- [ACTION ITEM]:
How many lines in the data below contain the string "water"? State that number only.

++++ EXERCISE MATERIAL

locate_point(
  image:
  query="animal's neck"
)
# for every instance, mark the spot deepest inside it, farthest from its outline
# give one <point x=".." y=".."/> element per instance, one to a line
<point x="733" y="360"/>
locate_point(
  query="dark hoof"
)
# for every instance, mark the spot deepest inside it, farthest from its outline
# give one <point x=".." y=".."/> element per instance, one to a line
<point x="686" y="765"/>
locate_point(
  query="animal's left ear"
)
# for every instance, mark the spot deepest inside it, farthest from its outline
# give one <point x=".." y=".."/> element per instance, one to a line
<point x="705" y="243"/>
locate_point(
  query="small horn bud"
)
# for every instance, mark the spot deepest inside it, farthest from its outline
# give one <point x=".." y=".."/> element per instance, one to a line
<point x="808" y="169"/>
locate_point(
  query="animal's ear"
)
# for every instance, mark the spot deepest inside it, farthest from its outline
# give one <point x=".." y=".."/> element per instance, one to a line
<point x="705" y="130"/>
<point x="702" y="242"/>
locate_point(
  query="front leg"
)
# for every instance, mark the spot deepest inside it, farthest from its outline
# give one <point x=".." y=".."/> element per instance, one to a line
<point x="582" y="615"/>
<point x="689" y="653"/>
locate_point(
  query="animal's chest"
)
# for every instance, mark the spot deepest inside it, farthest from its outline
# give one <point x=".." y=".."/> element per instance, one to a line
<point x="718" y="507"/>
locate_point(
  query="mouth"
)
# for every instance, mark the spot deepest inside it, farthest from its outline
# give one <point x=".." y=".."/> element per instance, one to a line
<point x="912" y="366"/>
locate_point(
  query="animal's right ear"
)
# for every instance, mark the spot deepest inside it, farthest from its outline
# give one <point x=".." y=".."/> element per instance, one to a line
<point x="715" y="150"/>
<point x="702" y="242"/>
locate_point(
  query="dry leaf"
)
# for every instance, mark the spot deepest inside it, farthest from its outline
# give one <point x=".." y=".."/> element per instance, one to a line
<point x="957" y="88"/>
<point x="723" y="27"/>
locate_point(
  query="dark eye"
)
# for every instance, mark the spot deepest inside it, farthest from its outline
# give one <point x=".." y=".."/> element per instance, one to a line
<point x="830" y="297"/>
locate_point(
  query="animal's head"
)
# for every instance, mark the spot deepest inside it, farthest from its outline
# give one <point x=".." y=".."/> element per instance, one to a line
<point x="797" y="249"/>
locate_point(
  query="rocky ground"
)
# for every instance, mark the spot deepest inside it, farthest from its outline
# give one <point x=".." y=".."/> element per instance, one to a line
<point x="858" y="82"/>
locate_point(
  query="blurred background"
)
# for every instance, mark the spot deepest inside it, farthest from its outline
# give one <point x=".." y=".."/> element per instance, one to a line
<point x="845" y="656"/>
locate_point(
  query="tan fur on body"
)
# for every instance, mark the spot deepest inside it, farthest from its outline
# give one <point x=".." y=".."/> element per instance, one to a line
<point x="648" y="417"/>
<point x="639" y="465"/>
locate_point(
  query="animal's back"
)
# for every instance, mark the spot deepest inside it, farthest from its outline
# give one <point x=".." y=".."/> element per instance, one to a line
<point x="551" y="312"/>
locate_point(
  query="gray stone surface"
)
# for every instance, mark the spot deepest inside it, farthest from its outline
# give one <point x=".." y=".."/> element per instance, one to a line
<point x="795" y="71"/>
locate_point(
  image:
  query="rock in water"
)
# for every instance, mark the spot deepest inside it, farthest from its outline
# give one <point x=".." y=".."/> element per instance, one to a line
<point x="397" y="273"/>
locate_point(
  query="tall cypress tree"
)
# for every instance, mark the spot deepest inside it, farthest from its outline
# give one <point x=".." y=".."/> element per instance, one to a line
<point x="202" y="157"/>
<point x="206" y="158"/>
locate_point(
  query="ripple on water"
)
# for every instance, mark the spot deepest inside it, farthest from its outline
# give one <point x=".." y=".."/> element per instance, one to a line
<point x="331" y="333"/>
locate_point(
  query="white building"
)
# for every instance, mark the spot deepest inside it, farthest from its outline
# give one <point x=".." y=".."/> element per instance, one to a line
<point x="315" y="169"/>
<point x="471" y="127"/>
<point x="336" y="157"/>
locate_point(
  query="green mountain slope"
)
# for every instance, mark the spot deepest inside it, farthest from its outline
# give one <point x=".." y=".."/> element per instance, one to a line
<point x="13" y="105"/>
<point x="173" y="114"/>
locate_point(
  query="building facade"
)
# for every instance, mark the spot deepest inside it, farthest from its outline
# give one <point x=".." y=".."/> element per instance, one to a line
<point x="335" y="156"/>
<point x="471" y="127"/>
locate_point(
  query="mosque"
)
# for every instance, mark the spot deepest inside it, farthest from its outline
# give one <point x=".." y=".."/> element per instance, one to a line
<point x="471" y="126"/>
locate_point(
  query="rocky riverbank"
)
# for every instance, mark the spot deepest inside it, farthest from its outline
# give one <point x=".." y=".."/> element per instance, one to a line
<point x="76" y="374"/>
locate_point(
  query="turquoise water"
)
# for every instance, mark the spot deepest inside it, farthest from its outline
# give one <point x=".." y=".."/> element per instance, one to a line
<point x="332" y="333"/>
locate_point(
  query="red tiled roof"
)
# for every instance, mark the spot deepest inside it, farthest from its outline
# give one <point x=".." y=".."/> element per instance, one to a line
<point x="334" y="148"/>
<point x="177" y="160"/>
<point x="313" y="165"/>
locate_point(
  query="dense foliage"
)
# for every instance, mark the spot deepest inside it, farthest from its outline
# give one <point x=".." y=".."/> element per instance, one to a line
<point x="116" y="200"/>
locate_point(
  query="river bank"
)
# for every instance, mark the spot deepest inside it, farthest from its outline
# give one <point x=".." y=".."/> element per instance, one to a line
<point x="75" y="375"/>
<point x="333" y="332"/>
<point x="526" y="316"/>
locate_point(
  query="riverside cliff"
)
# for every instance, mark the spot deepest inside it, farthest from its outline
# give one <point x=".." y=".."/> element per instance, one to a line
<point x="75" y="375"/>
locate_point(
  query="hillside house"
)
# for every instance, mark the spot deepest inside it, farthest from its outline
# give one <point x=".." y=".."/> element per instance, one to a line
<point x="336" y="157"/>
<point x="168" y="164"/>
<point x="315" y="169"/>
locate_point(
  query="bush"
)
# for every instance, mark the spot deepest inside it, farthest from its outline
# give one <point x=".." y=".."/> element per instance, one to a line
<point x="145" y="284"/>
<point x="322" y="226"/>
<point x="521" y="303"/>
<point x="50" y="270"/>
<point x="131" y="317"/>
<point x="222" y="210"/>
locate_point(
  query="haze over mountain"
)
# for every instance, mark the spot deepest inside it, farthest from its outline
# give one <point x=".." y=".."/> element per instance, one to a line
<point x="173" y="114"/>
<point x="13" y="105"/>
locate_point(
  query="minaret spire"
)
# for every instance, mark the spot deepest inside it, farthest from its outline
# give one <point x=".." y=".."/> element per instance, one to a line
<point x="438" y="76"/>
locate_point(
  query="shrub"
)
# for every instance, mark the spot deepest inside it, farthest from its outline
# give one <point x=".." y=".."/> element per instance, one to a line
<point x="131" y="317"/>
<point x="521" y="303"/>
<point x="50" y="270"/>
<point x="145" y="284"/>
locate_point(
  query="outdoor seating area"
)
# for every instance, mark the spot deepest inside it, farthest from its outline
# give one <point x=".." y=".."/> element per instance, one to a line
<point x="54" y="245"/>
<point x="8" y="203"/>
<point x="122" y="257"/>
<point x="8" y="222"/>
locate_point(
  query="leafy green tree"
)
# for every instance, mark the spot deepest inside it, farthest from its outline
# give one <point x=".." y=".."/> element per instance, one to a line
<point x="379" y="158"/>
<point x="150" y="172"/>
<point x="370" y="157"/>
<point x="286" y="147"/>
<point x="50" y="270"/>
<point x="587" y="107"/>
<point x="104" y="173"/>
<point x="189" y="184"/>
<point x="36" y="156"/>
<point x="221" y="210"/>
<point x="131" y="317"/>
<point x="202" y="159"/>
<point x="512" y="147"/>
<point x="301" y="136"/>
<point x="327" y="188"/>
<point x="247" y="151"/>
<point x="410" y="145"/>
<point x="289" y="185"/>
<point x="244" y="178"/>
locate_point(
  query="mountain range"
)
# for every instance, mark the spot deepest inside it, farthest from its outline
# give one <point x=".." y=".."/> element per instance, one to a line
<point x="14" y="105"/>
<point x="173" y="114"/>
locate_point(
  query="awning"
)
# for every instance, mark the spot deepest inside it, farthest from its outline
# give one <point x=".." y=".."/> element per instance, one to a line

++++++++

- [EXERCISE RESPONSE]:
3